▸ YOUR OBJECTIVE
What is needed is an exact copy of every entry.

▸ DATA FOR THIS EXERCISE
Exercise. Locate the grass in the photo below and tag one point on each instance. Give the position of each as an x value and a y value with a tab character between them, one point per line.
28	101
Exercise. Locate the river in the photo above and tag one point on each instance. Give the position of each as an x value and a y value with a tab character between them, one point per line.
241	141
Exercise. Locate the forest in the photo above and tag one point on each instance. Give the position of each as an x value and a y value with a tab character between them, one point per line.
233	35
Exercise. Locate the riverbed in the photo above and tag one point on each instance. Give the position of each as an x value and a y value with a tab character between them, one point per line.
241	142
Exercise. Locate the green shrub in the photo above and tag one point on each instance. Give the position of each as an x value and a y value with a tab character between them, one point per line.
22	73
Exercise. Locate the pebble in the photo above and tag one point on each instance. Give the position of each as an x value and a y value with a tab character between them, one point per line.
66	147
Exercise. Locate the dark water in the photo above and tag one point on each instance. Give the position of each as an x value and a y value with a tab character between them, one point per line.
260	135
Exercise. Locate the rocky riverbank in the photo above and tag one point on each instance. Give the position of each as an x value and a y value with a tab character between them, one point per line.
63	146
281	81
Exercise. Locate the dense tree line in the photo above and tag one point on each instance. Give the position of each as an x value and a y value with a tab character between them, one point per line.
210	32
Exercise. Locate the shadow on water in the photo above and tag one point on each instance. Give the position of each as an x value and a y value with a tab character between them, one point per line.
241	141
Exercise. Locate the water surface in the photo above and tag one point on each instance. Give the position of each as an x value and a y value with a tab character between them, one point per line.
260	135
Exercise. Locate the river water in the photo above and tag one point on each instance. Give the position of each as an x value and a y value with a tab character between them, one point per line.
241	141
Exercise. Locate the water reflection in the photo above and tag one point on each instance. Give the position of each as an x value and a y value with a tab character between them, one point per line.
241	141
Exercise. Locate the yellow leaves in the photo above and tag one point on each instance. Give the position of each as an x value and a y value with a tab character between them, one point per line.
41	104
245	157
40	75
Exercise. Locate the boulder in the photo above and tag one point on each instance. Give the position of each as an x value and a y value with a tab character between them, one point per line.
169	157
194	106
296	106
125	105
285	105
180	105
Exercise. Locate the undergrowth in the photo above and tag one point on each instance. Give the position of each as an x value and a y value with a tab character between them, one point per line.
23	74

▸ EXERCISE RESPONSE
Exercise. Locate the grass in the photo below and tag one point on each instance. Give the position of each as an x value and a y value with a tab character between them, one point per line.
28	101
Exercise. Locate the river in the photo above and tag one point on each instance. Give the position of each as an x value and a y value with a tab character between them, one point per line.
241	141
Exercise. Locate the forest in the photo above and tag one point on each instance. Give the position of each as an x value and a y value with a tab character between them, one point per line.
233	35
Exercise. Locate the riverbed in the photo above and tag one point on each instance. Give the position of each as an x value and a y value with a tab character between them, one point per line.
241	142
Exercise. Locate the green shrub in the photo above and tag one point on each instance. Give the position of each as an x value and a y value with a tab character between them, one point per line.
22	73
Exercise. Locate the pebble in the photo above and tag one point on each instance. Give the position of each as an x value and a y value with a tab character between them, one point per line.
66	147
Exercise. Locate the dark water in the photo above and tag one point on each instance. Give the position of each as an x value and a y value with a tab character between them, one point per line.
260	135
Exercise. Locate the rocky riverbank in the photo above and tag one point on each instance. Give the position of each as an x value and a y value with a tab character between them, one point per line.
63	146
281	81
Exercise. Locate the dense tree line in the photo above and tag one point on each instance. Give the position of each as an x value and a y value with a tab character between them, one point per line.
210	32
Exercise. Locate the shadow on water in the photo above and tag one point on each instance. Give the position of each as an x value and a y value with a tab character between them, one point per line.
241	141
Exercise. Locate the water surface in the photo above and tag one point on each instance. Give the position of each as an x value and a y value with a tab character between them, one point per line.
260	135
Exercise. Locate the river water in the photo above and tag one point on each instance. Give the position of each as an x value and a y value with a tab character between them, one point per line.
241	141
Exercise. Locate the water reflection in the photo above and tag one point on each instance. Give the position of each as an x value and a y value with a tab character between them, one point per line.
241	141
Exercise. Locate the yellow leaves in the photo above and tag one point on each instance. Give the position of each as an x value and a y value with a tab character between them, one point per line.
41	104
245	157
40	75
Exercise. Locate the boulder in the photo above and tag one point on each instance. Give the position of each as an x value and a y value with a tab character between them, one point per line.
169	157
194	106
296	106
125	105
285	105
180	105
Exercise. Locate the undergrowth in the photo above and tag one point on each instance. Give the position of each as an x value and a y value with a tab character between them, one point per line.
23	74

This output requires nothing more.